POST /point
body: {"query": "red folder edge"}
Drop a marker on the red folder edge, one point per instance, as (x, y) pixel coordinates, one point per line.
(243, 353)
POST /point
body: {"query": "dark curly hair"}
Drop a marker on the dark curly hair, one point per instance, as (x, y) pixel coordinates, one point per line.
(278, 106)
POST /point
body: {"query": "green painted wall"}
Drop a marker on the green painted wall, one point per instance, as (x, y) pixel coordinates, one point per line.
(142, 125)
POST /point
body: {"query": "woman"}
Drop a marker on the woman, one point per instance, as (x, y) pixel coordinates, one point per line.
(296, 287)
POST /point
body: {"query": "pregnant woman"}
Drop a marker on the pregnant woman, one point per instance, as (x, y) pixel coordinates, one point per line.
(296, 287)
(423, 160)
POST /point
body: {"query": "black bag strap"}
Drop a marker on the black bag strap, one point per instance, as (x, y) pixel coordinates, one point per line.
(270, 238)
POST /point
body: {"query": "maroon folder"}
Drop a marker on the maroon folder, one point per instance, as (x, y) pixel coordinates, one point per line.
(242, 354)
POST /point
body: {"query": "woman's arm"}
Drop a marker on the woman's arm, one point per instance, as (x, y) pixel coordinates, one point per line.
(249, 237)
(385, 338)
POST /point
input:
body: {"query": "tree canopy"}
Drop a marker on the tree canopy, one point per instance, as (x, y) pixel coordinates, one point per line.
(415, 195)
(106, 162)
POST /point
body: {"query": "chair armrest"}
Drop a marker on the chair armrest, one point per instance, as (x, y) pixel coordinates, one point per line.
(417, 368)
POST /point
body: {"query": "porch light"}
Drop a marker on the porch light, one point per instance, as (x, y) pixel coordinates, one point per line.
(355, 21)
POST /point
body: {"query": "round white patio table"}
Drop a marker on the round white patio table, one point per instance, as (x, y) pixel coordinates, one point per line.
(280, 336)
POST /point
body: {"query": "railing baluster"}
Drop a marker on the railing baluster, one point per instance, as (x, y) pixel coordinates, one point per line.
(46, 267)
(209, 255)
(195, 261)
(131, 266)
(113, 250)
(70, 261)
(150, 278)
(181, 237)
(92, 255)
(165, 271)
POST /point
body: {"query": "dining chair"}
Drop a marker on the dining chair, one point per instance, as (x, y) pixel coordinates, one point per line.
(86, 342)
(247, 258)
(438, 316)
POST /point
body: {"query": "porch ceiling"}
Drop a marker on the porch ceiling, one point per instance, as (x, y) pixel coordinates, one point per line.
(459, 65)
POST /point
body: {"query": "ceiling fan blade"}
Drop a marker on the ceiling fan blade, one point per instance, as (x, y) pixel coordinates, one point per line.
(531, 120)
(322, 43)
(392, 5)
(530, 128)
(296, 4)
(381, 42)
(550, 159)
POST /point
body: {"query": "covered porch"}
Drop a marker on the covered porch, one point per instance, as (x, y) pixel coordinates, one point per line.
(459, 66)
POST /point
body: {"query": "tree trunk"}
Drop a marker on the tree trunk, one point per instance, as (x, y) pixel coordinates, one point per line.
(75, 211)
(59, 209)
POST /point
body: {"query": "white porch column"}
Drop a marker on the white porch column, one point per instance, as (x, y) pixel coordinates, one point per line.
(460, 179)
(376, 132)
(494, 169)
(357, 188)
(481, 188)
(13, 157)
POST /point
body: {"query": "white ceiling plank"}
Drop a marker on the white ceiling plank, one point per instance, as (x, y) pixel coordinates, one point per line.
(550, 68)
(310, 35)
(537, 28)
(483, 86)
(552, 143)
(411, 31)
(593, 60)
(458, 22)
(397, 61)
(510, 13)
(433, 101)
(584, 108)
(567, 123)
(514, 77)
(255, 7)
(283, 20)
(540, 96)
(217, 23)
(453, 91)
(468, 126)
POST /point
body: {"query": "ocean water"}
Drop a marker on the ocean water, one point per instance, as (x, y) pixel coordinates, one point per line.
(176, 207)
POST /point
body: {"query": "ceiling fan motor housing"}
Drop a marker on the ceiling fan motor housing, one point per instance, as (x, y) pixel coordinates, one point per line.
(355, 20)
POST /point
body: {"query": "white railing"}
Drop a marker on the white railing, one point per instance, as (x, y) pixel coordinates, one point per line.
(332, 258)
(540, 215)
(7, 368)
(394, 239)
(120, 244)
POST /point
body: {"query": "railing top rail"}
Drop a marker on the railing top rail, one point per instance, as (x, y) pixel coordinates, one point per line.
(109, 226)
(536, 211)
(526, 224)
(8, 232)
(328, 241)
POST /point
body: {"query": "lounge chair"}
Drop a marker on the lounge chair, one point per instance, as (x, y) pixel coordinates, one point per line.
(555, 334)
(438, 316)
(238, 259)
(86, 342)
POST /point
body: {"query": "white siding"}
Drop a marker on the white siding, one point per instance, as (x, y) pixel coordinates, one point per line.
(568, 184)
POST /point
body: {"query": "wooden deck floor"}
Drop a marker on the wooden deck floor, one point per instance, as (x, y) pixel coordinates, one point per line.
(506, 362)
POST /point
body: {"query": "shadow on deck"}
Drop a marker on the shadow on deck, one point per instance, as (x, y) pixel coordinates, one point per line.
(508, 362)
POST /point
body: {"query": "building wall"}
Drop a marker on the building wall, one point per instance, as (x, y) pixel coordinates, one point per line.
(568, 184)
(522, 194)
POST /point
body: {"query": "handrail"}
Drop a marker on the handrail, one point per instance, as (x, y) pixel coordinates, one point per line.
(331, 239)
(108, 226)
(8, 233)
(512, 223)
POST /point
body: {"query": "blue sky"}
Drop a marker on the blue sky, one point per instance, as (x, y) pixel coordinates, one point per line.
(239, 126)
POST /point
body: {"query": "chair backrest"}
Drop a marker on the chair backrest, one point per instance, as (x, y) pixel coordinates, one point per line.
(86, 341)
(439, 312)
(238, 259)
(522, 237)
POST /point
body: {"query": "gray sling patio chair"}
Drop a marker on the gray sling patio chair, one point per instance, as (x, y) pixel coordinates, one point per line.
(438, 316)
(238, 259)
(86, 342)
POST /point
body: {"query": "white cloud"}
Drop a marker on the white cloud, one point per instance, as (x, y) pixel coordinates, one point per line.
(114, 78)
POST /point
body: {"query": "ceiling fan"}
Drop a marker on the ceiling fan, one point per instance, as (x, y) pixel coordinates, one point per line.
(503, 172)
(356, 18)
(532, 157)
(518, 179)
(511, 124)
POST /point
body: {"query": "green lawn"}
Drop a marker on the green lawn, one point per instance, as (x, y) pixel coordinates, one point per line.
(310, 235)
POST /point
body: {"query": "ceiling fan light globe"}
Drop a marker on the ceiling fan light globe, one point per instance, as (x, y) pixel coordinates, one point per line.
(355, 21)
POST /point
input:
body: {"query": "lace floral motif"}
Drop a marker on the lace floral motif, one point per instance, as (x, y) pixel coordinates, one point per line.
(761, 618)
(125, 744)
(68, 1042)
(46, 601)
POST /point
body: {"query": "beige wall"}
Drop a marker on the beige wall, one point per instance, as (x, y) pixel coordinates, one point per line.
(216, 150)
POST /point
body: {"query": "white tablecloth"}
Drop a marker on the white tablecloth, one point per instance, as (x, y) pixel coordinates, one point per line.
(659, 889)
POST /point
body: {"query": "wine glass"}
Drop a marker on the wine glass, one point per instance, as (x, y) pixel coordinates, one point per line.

· · · ·

[Stated task]
Print the whole listing exactly as it is.

[Final answer]
POST /point
body: {"query": "red folder edge"}
Drop a marker on the red folder edge, one point per instance, as (x, y) pixel coordinates, one point per line.
(243, 353)
POST /point
body: {"query": "dark curly hair"}
Drop a marker on the dark curly hair, one point per instance, as (x, y) pixel coordinates, one point per line.
(278, 106)
POST /point
body: {"query": "green painted wall"}
Drop a marker on the green painted wall, one point per instance, as (x, y) pixel coordinates, one point per line.
(142, 125)
POST /point
body: {"query": "woman"}
Drop a marker on the woman, one point per instance, as (x, y) pixel coordinates, one point per line.
(296, 287)
POST /point
body: {"query": "pregnant woman"}
Drop a marker on the pregnant woman, one point per instance, as (x, y) pixel coordinates, one point per line.
(296, 287)
(423, 160)
POST /point
body: {"query": "black bag strap"}
Drop a marker on the black bag strap, one point per instance, as (x, y) pixel coordinates, one point per line.
(270, 238)
POST /point
body: {"query": "maroon folder"}
Drop a marker on the maroon folder, one point per instance, as (x, y) pixel coordinates, one point per line.
(242, 354)
POST /point
body: {"query": "woman's arm"}
Drop a marker on the woman's arm, one point per instance, as (x, y) pixel coordinates, one point per line.
(249, 237)
(385, 338)
POST /point
input:
body: {"query": "tree canopy"}
Drop a marker on the tree canopy, one point per instance, as (x, y) pixel coordinates, one point per line.
(415, 195)
(106, 162)
POST /point
body: {"query": "chair armrest"}
Drop a marker on the chair armrest, one point per instance, as (x, y) pixel coordinates, one point per line.
(417, 368)
POST /point
body: {"query": "porch light"}
Drop a marker on the porch light, one point per instance, as (x, y) pixel coordinates, one point per line.
(355, 21)
POST /point
body: {"query": "round white patio table"}
Drop a marker on the round white patio table, one point per instance, as (x, y) pixel coordinates, one point per line.
(280, 336)
POST /point
body: {"query": "railing baluster"}
Drop a marker on the railing baluster, one point per instance, as (x, y) pixel coordinates, one point per line.
(46, 267)
(209, 255)
(195, 261)
(131, 266)
(113, 250)
(70, 261)
(150, 278)
(181, 237)
(92, 255)
(165, 271)
POST /point
body: {"query": "dining chair"}
Drop a marker on the dining chair, one point per instance, as (x, y) pixel coordinates, one point per line.
(86, 342)
(247, 258)
(438, 316)
POST /point
body: {"query": "porch ceiling"}
Drop a marker on the porch ceiling, one point per instance, as (x, y) pixel coordinates, one point per line.
(459, 65)
POST /point
body: {"query": "ceiling fan blade"}
Drop a marker on the ceiling fan blade, one point per instance, as (x, y) pixel coordinates, one point per line.
(531, 120)
(322, 43)
(392, 5)
(530, 128)
(296, 4)
(381, 42)
(550, 159)
POST /point
body: {"query": "covered porch"}
Drop a marker on the covered porch, one point per instance, as (x, y) pixel coordinates, one point per line.
(459, 66)
POST /point
body: {"query": "tree trunk"}
Drop a marker on the tree trunk, one point per instance, as (x, y) pixel coordinates, one point per line.
(75, 211)
(59, 209)
POST /point
body: {"query": "white porch column"}
Drop a marker on the white porch column, one point per instance, as (x, y) pixel coordinates, one point per line.
(460, 179)
(376, 132)
(494, 169)
(357, 188)
(481, 188)
(13, 157)
POST /point
body: {"query": "white ceiling plank"}
Drop a marker on the white ceiling plank, one point per instance, as (x, y) pixel coordinates, one point per line.
(550, 68)
(310, 35)
(537, 28)
(483, 86)
(552, 143)
(411, 31)
(593, 60)
(458, 22)
(397, 61)
(510, 13)
(433, 101)
(584, 108)
(567, 123)
(514, 77)
(255, 7)
(283, 20)
(540, 96)
(217, 23)
(453, 91)
(468, 126)
POST /point
body: {"query": "ocean water"}
Drop a marker on the ocean water, one point per instance, as (x, y) pixel coordinates, one point per line.
(176, 207)
POST /point
body: {"query": "ceiling fan motor housing"}
Drop a marker on the ceiling fan motor housing, one point per instance, as (x, y) pixel coordinates, one point per line.
(355, 20)
POST /point
body: {"query": "white railing"}
Drop a marker on the white railing, one point per instance, as (x, y) pixel coordinates, one point per line.
(332, 258)
(540, 215)
(7, 368)
(394, 239)
(120, 244)
POST /point
body: {"query": "railing top rail"}
Drop a marker on the railing top rail, one point per instance, as (x, y) pixel coordinates, one point per line.
(109, 226)
(536, 211)
(526, 224)
(8, 232)
(328, 241)
POST /point
body: {"query": "lounge chair"}
Drop a marker on the lounge chair, one point per instance, as (x, y) pixel coordinates, one point per line.
(555, 334)
(438, 316)
(238, 259)
(86, 342)
POST /point
body: {"query": "white siding"}
Drop a marker on the white siding, one point per instance, as (x, y) pixel coordinates, one point per line.
(568, 184)
POST /point
body: {"query": "wooden deck floor"}
Drop a marker on the wooden deck floor, one point per instance, as (x, y) pixel coordinates, one point per line.
(506, 362)
POST /point
body: {"query": "shadow on deck"}
Drop a marker on the shadow on deck, one point per instance, as (x, y) pixel coordinates, one point per line.
(508, 362)
POST /point
body: {"query": "building wall"}
Drop a marker on the building wall, one point per instance, as (x, y) pixel coordinates, one point per line.
(568, 184)
(522, 194)
POST /point
body: {"query": "handrail"}
Drop a marker on the handrail, one point per instance, as (x, y) pixel coordinates, one point per line.
(331, 239)
(108, 226)
(8, 233)
(512, 223)
POST /point
body: {"query": "blue sky"}
Drop a marker on the blue sky, one point per instance, as (x, y) pixel coordinates, one point per line.
(239, 126)
POST /point
body: {"query": "chair backrest"}
Drop a marker on the chair backrest, one point per instance, as (x, y) pixel coordinates, one point per line.
(86, 341)
(439, 312)
(238, 259)
(522, 237)
POST /point
body: {"query": "gray sling patio chair"}
Drop a marker on the gray sling patio chair, one point per instance, as (x, y) pixel coordinates, one point per line.
(438, 316)
(238, 259)
(86, 342)
POST /point
body: {"query": "white cloud"}
Drop a marker on the white cloud, one point per instance, as (x, y) pixel coordinates, one point per line.
(114, 78)
POST /point
body: {"query": "ceiling fan"}
Drop a marker on the ceiling fan, one point per instance, as (x, y) pixel coordinates, one point per line.
(503, 172)
(356, 18)
(532, 157)
(518, 179)
(511, 124)
POST /point
body: {"query": "green lawn"}
Drop a marker on the green lawn, one point per instance, as (x, y) pixel coordinates, one point per line.
(310, 235)
POST /point
body: {"query": "ceiling fan light globe"}
Drop a marker on the ceiling fan light globe, one point per instance, as (x, y) pixel coordinates, one point per line.
(355, 21)
POST /point
input:
body: {"query": "lace floral motif"}
Drop a marker on the lace floral motif, one point per instance, as (x, y) pixel coordinates, one point per line.
(761, 618)
(125, 744)
(68, 1042)
(46, 601)
POST /point
body: {"query": "beige wall"}
Drop a marker on the beige wall, one point per instance, as (x, y) pixel coordinates, one point per line.
(216, 150)
POST /point
body: {"query": "white tablecloth"}
Drop a marker on the white tablecloth, one point per instance, as (x, y) pixel coordinates, one point per line.
(659, 889)
POST /point
body: {"query": "wine glass"}
Drop a marker on the wine glass, one point per instance, as (x, y) pixel coordinates, one point per line.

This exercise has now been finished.